[Data entries]
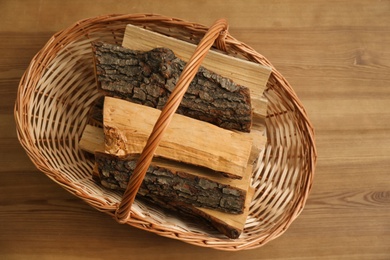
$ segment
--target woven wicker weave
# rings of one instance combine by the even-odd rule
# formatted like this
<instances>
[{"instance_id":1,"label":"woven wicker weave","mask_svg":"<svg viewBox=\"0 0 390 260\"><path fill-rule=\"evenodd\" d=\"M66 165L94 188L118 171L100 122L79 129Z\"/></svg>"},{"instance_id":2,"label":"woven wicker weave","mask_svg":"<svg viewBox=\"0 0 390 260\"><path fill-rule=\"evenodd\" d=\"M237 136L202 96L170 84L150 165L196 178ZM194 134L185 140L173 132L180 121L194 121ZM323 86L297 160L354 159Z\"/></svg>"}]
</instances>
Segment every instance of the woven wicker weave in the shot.
<instances>
[{"instance_id":1,"label":"woven wicker weave","mask_svg":"<svg viewBox=\"0 0 390 260\"><path fill-rule=\"evenodd\" d=\"M119 222L190 244L237 251L262 246L284 233L302 211L311 189L316 163L313 128L283 76L262 55L225 31L224 22L213 27L224 32L212 40L218 38L217 48L272 68L264 93L268 143L253 177L256 191L243 234L228 239L141 201L133 202L132 196L125 194L128 202L124 202L122 193L92 181L93 161L78 148L89 109L99 97L90 43L120 45L127 24L195 44L209 29L160 15L108 15L79 21L53 35L24 73L15 104L19 140L37 168Z\"/></svg>"}]
</instances>

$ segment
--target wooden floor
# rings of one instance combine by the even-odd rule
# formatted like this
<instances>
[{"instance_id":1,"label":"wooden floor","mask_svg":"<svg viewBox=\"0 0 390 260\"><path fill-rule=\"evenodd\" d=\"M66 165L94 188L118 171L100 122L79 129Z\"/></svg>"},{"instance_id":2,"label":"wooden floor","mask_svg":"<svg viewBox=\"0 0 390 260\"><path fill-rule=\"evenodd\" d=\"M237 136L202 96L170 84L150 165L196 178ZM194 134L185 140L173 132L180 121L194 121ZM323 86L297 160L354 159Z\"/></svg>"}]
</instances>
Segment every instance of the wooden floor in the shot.
<instances>
[{"instance_id":1,"label":"wooden floor","mask_svg":"<svg viewBox=\"0 0 390 260\"><path fill-rule=\"evenodd\" d=\"M0 259L390 259L390 1L0 1ZM318 163L302 214L280 237L236 253L117 224L37 171L13 106L50 36L108 13L210 25L265 55L316 130Z\"/></svg>"}]
</instances>

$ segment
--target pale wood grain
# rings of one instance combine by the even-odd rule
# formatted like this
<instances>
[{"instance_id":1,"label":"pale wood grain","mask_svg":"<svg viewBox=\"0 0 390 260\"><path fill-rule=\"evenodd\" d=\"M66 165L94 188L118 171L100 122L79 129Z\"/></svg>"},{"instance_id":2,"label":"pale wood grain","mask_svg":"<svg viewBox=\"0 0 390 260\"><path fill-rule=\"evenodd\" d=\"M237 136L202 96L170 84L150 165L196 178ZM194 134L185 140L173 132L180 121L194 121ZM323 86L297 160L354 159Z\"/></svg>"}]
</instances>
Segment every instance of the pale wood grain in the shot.
<instances>
[{"instance_id":1,"label":"pale wood grain","mask_svg":"<svg viewBox=\"0 0 390 260\"><path fill-rule=\"evenodd\" d=\"M105 150L117 156L140 154L160 113L155 108L105 97ZM155 155L241 179L245 176L252 144L250 134L233 132L175 114Z\"/></svg>"},{"instance_id":2,"label":"pale wood grain","mask_svg":"<svg viewBox=\"0 0 390 260\"><path fill-rule=\"evenodd\" d=\"M1 1L1 259L389 259L388 1ZM316 130L302 214L264 247L219 252L118 225L35 170L12 109L19 78L50 35L102 13L155 12L230 32L294 87ZM23 15L15 15L15 14Z\"/></svg>"}]
</instances>

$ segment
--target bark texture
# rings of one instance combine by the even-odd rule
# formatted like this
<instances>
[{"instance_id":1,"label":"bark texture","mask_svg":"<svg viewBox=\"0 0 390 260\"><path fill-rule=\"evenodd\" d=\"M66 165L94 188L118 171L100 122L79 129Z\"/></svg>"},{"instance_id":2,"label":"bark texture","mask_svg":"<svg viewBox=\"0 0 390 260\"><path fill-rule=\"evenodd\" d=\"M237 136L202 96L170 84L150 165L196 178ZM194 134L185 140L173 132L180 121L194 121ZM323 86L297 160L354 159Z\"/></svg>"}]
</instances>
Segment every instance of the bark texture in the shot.
<instances>
[{"instance_id":1,"label":"bark texture","mask_svg":"<svg viewBox=\"0 0 390 260\"><path fill-rule=\"evenodd\" d=\"M93 50L97 83L105 95L158 109L165 105L185 66L166 48L142 52L95 42ZM177 113L226 129L249 132L250 91L201 67Z\"/></svg>"},{"instance_id":2,"label":"bark texture","mask_svg":"<svg viewBox=\"0 0 390 260\"><path fill-rule=\"evenodd\" d=\"M137 158L123 159L97 152L95 160L103 186L113 190L126 189ZM244 190L153 163L138 194L154 201L186 203L232 214L243 213L246 198Z\"/></svg>"},{"instance_id":3,"label":"bark texture","mask_svg":"<svg viewBox=\"0 0 390 260\"><path fill-rule=\"evenodd\" d=\"M241 229L231 226L223 220L209 215L201 209L185 204L183 202L170 201L164 198L157 197L142 197L142 199L151 202L163 209L168 209L170 211L177 212L181 216L189 217L190 219L195 220L198 223L199 221L202 221L204 222L204 224L210 225L228 238L236 239L241 235L243 231L243 228Z\"/></svg>"}]
</instances>

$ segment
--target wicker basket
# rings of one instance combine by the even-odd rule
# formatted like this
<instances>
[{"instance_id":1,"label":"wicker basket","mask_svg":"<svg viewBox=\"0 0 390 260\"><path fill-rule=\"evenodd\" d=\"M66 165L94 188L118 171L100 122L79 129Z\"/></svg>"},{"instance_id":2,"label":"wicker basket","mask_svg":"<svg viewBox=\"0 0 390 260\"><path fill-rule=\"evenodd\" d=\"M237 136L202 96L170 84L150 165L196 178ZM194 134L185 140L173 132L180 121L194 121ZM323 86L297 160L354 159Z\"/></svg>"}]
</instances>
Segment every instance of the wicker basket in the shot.
<instances>
[{"instance_id":1,"label":"wicker basket","mask_svg":"<svg viewBox=\"0 0 390 260\"><path fill-rule=\"evenodd\" d=\"M209 29L171 17L136 14L85 19L56 33L24 73L15 104L18 138L36 167L118 221L190 244L237 251L260 247L284 233L302 211L311 189L316 163L314 131L283 76L227 31L217 37L217 48L272 68L264 93L269 102L268 143L252 180L255 195L241 236L228 239L138 200L123 203L122 196L127 195L104 189L91 179L93 161L78 147L89 109L99 97L90 43L101 40L120 45L127 24L195 44Z\"/></svg>"}]
</instances>

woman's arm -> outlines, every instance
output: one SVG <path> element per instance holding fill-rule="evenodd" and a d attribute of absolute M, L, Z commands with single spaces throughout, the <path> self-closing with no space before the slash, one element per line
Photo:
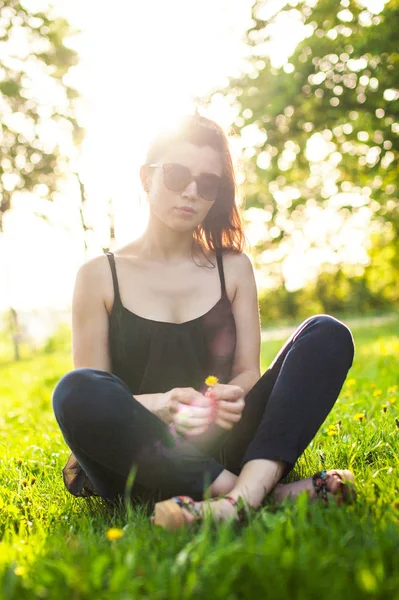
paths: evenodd
<path fill-rule="evenodd" d="M 260 316 L 254 270 L 246 254 L 231 256 L 236 293 L 232 311 L 236 324 L 237 343 L 230 385 L 238 385 L 246 396 L 260 379 Z M 227 275 L 228 276 L 228 275 Z"/>
<path fill-rule="evenodd" d="M 111 370 L 108 347 L 108 313 L 105 307 L 105 257 L 82 265 L 76 275 L 72 299 L 72 356 L 75 369 Z M 112 280 L 111 280 L 112 285 Z"/>

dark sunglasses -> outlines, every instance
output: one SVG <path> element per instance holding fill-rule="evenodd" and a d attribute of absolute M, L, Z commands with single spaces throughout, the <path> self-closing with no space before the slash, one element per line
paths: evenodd
<path fill-rule="evenodd" d="M 188 167 L 178 163 L 163 163 L 148 165 L 150 168 L 162 167 L 163 182 L 168 190 L 182 192 L 189 183 L 195 181 L 198 193 L 204 200 L 214 202 L 218 196 L 222 178 L 214 173 L 201 173 L 195 177 Z"/>

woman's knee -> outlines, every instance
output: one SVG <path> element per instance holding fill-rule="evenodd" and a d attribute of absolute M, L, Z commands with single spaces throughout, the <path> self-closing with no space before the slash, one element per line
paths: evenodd
<path fill-rule="evenodd" d="M 350 364 L 352 364 L 355 345 L 352 332 L 347 325 L 335 317 L 324 314 L 311 317 L 309 323 L 323 336 L 329 347 L 332 346 L 336 352 L 348 357 Z"/>
<path fill-rule="evenodd" d="M 76 414 L 97 379 L 98 371 L 88 367 L 69 371 L 60 379 L 53 392 L 53 410 L 58 420 L 64 420 L 70 411 Z"/>

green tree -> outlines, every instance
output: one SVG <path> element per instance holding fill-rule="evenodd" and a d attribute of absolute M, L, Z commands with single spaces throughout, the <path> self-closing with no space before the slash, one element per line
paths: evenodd
<path fill-rule="evenodd" d="M 380 12 L 375 4 L 291 0 L 267 19 L 267 2 L 253 5 L 248 69 L 224 91 L 238 107 L 236 134 L 248 140 L 246 208 L 267 217 L 257 254 L 281 250 L 270 265 L 276 281 L 283 248 L 309 209 L 329 206 L 345 219 L 370 211 L 379 244 L 381 236 L 387 245 L 398 238 L 399 1 L 381 3 Z M 277 68 L 267 48 L 282 15 L 296 19 L 304 35 Z M 345 255 L 334 240 L 323 243 L 335 252 L 335 271 L 343 269 Z M 347 277 L 366 276 L 356 266 L 352 271 Z"/>
<path fill-rule="evenodd" d="M 83 133 L 66 77 L 78 62 L 67 45 L 76 32 L 28 6 L 0 0 L 0 231 L 15 192 L 52 200 Z"/>

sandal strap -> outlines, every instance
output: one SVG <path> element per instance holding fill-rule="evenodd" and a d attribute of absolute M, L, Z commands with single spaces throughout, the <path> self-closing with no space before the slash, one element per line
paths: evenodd
<path fill-rule="evenodd" d="M 180 508 L 185 508 L 192 515 L 199 515 L 198 509 L 195 506 L 195 502 L 192 498 L 190 498 L 190 496 L 174 496 L 172 500 L 173 502 L 176 502 Z"/>
<path fill-rule="evenodd" d="M 241 523 L 246 523 L 248 520 L 248 509 L 246 508 L 243 499 L 238 498 L 238 500 L 236 500 L 235 498 L 232 498 L 231 496 L 223 496 L 223 499 L 228 500 L 230 502 L 230 504 L 232 504 L 234 506 L 234 508 L 238 507 L 238 510 L 237 510 L 238 520 Z"/>
<path fill-rule="evenodd" d="M 235 498 L 232 498 L 231 496 L 223 496 L 224 500 L 228 500 L 230 502 L 230 504 L 232 504 L 234 507 L 237 506 L 238 504 L 238 500 L 236 500 Z"/>
<path fill-rule="evenodd" d="M 327 471 L 318 471 L 312 477 L 313 487 L 316 492 L 316 496 L 321 496 L 321 501 L 324 504 L 328 504 L 327 497 Z"/>

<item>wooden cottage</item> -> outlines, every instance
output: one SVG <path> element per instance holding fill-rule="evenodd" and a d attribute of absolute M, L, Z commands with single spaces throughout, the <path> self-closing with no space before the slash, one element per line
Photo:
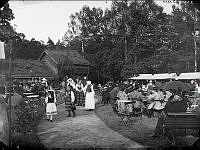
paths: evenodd
<path fill-rule="evenodd" d="M 8 77 L 9 60 L 0 60 L 0 81 Z M 12 78 L 18 80 L 53 79 L 54 72 L 39 60 L 15 59 L 12 62 Z"/>
<path fill-rule="evenodd" d="M 45 63 L 57 75 L 87 76 L 90 62 L 76 50 L 48 49 L 39 60 Z"/>

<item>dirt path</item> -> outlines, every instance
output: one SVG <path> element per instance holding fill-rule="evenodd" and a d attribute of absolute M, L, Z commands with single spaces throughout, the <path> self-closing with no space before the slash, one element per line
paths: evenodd
<path fill-rule="evenodd" d="M 47 148 L 145 148 L 108 128 L 94 112 L 78 109 L 77 116 L 66 117 L 64 105 L 58 107 L 54 122 L 42 120 L 38 136 Z"/>

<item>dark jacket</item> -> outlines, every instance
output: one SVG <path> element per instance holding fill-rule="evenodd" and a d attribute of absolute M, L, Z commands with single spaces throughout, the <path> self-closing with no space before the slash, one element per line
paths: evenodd
<path fill-rule="evenodd" d="M 187 100 L 183 99 L 181 101 L 169 101 L 165 105 L 165 112 L 186 112 L 187 110 Z"/>

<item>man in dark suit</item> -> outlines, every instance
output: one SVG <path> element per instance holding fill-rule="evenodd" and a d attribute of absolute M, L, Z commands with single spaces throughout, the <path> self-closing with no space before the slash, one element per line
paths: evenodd
<path fill-rule="evenodd" d="M 168 102 L 165 105 L 164 112 L 186 112 L 187 111 L 187 100 L 181 97 L 180 93 L 174 91 L 170 96 Z M 163 123 L 164 116 L 161 115 L 158 119 L 154 135 L 152 137 L 159 137 L 163 134 Z"/>

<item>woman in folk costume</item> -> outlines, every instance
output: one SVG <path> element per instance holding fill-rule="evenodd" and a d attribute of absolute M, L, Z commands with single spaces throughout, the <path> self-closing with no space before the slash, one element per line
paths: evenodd
<path fill-rule="evenodd" d="M 45 99 L 46 102 L 46 115 L 47 120 L 53 121 L 53 115 L 57 114 L 57 108 L 56 108 L 56 94 L 54 90 L 49 90 L 47 92 L 47 97 Z"/>
<path fill-rule="evenodd" d="M 85 97 L 84 97 L 82 87 L 83 85 L 81 83 L 81 80 L 78 80 L 76 84 L 76 100 L 77 100 L 78 106 L 83 106 L 85 103 Z"/>
<path fill-rule="evenodd" d="M 75 89 L 75 82 L 74 82 L 74 80 L 72 79 L 72 78 L 69 78 L 68 80 L 67 80 L 67 85 L 70 85 L 73 89 Z"/>
<path fill-rule="evenodd" d="M 95 99 L 94 99 L 94 89 L 91 81 L 87 81 L 85 86 L 86 96 L 85 96 L 85 108 L 89 110 L 95 109 Z"/>
<path fill-rule="evenodd" d="M 74 104 L 75 96 L 71 86 L 66 87 L 66 97 L 65 97 L 65 111 L 68 111 L 68 117 L 71 117 L 71 111 L 73 113 L 73 117 L 76 116 L 75 111 L 76 106 Z"/>

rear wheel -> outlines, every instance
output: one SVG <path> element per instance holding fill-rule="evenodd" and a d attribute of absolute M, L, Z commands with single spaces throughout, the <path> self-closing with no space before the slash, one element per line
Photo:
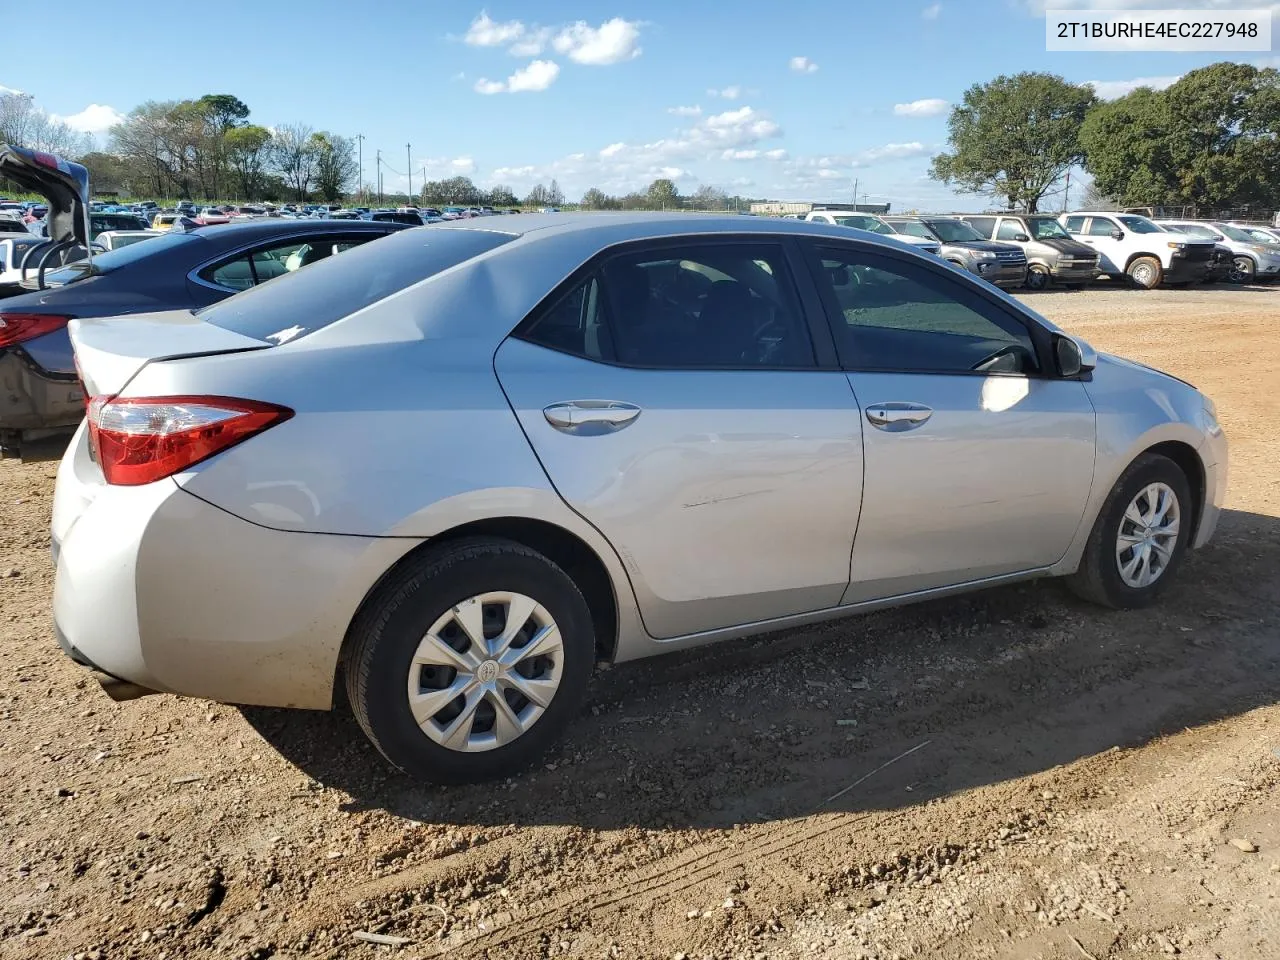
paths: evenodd
<path fill-rule="evenodd" d="M 1160 281 L 1164 277 L 1160 261 L 1155 257 L 1135 257 L 1125 272 L 1130 280 L 1144 290 L 1160 286 Z"/>
<path fill-rule="evenodd" d="M 1168 457 L 1138 457 L 1116 481 L 1067 586 L 1085 600 L 1130 609 L 1155 601 L 1177 572 L 1192 522 L 1191 487 Z"/>
<path fill-rule="evenodd" d="M 1028 290 L 1044 290 L 1049 286 L 1049 271 L 1038 263 L 1027 268 L 1026 287 Z"/>
<path fill-rule="evenodd" d="M 423 555 L 352 627 L 346 683 L 365 734 L 423 780 L 506 776 L 573 719 L 595 636 L 586 600 L 546 557 L 497 539 Z"/>

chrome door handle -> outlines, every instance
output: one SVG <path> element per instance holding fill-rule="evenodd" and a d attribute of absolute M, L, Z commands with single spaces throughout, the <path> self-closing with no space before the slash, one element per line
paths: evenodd
<path fill-rule="evenodd" d="M 542 409 L 547 423 L 564 433 L 613 433 L 635 421 L 640 408 L 620 400 L 568 400 Z"/>
<path fill-rule="evenodd" d="M 933 411 L 923 403 L 890 401 L 867 407 L 867 420 L 871 425 L 890 432 L 911 430 L 932 416 Z"/>

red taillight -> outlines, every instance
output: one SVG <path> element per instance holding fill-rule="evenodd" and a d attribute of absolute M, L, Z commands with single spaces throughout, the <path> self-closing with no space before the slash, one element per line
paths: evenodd
<path fill-rule="evenodd" d="M 70 319 L 60 313 L 0 313 L 0 349 L 61 330 Z"/>
<path fill-rule="evenodd" d="M 107 483 L 137 486 L 185 470 L 293 416 L 232 397 L 94 397 L 89 442 Z"/>

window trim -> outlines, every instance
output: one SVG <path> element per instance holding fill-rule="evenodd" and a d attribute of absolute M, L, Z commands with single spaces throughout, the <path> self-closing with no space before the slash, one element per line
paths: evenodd
<path fill-rule="evenodd" d="M 1094 222 L 1095 220 L 1098 220 L 1098 221 L 1102 221 L 1102 222 L 1105 222 L 1105 223 L 1109 223 L 1109 224 L 1111 224 L 1111 229 L 1110 229 L 1110 230 L 1108 230 L 1106 233 L 1094 233 L 1094 232 L 1093 232 L 1093 222 Z M 1088 217 L 1088 218 L 1085 220 L 1084 227 L 1080 230 L 1080 236 L 1082 236 L 1082 237 L 1105 237 L 1105 238 L 1107 238 L 1107 239 L 1111 239 L 1111 234 L 1115 233 L 1115 231 L 1117 231 L 1117 230 L 1124 230 L 1124 227 L 1122 227 L 1120 224 L 1116 223 L 1116 221 L 1112 220 L 1110 217 Z M 1131 231 L 1131 230 L 1124 230 L 1124 232 L 1125 232 L 1125 235 L 1127 236 L 1128 234 L 1132 233 L 1133 231 Z"/>
<path fill-rule="evenodd" d="M 601 268 L 610 260 L 622 256 L 631 256 L 634 254 L 661 253 L 665 250 L 682 249 L 690 246 L 715 244 L 716 246 L 776 246 L 783 255 L 783 266 L 790 274 L 791 280 L 791 296 L 795 309 L 799 312 L 799 317 L 803 321 L 803 328 L 809 335 L 809 345 L 813 349 L 814 362 L 803 367 L 750 367 L 750 366 L 663 366 L 659 364 L 639 364 L 627 363 L 617 358 L 616 354 L 608 359 L 583 356 L 569 350 L 561 350 L 557 347 L 547 346 L 539 343 L 537 340 L 530 339 L 528 333 L 530 328 L 534 327 L 546 313 L 559 304 L 562 297 L 568 294 L 580 283 L 585 283 L 593 274 L 598 274 Z M 607 247 L 598 250 L 585 263 L 570 273 L 567 277 L 551 288 L 542 299 L 540 299 L 525 316 L 511 329 L 511 332 L 503 338 L 503 342 L 507 339 L 514 338 L 523 340 L 533 346 L 541 347 L 544 350 L 551 350 L 555 353 L 568 357 L 575 357 L 584 360 L 587 363 L 598 363 L 602 366 L 618 367 L 625 370 L 660 370 L 665 373 L 683 373 L 695 371 L 718 371 L 718 372 L 742 372 L 742 373 L 787 373 L 787 372 L 830 372 L 839 370 L 840 365 L 836 358 L 835 342 L 832 339 L 831 329 L 826 323 L 825 311 L 818 313 L 816 309 L 820 309 L 821 301 L 818 299 L 818 292 L 811 289 L 812 280 L 805 269 L 805 261 L 803 255 L 799 251 L 796 238 L 788 234 L 779 233 L 688 233 L 668 235 L 663 237 L 648 237 L 641 240 L 623 240 L 618 243 L 610 244 Z M 612 328 L 613 316 L 610 306 L 611 297 L 608 294 L 607 284 L 602 278 L 597 278 L 601 284 L 602 296 L 600 303 L 603 311 L 604 322 L 609 332 L 609 341 L 612 343 L 615 339 Z M 807 291 L 807 292 L 806 292 Z M 501 347 L 501 343 L 498 345 Z M 496 353 L 496 351 L 495 351 Z"/>
<path fill-rule="evenodd" d="M 934 278 L 943 284 L 951 284 L 969 295 L 969 299 L 979 301 L 983 306 L 998 311 L 1003 316 L 1008 317 L 1015 323 L 1020 324 L 1026 331 L 1031 340 L 1031 345 L 1036 353 L 1036 362 L 1040 369 L 1031 373 L 1004 373 L 1001 371 L 990 370 L 918 370 L 910 367 L 864 367 L 858 365 L 856 358 L 840 356 L 841 369 L 846 373 L 888 373 L 888 374 L 912 374 L 915 376 L 943 376 L 943 377 L 1022 377 L 1028 380 L 1072 380 L 1079 379 L 1077 377 L 1062 377 L 1057 373 L 1057 364 L 1053 361 L 1053 334 L 1037 320 L 1034 316 L 1020 309 L 1011 307 L 999 297 L 995 296 L 992 291 L 986 289 L 989 285 L 980 284 L 976 278 L 967 273 L 957 273 L 951 270 L 942 269 L 942 261 L 938 265 L 930 262 L 923 255 L 908 255 L 904 251 L 893 250 L 889 247 L 882 247 L 876 244 L 865 243 L 858 240 L 845 239 L 843 237 L 818 239 L 816 237 L 802 238 L 802 246 L 805 252 L 805 258 L 809 268 L 810 281 L 818 289 L 819 296 L 822 301 L 823 315 L 826 317 L 827 324 L 830 328 L 830 335 L 839 351 L 840 338 L 836 336 L 836 324 L 846 323 L 844 312 L 840 309 L 840 304 L 836 302 L 834 291 L 823 287 L 822 278 L 822 257 L 819 253 L 820 248 L 834 248 L 838 250 L 847 250 L 851 255 L 870 256 L 873 259 L 886 261 L 897 261 L 907 267 L 917 270 L 924 270 L 933 275 Z M 964 303 L 963 300 L 961 300 Z M 965 303 L 965 306 L 970 304 Z M 971 307 L 972 309 L 972 307 Z M 977 311 L 981 313 L 982 311 Z"/>

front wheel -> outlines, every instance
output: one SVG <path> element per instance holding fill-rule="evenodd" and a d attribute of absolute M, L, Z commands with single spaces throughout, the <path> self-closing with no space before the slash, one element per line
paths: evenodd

▶ _WORK ORDER_: Whichever lines of the records above hold the word "wheel" should all be copied out.

▶ _ANSWER SPACE_:
rear wheel -> outlines, every instance
front wheel -> outlines, every instance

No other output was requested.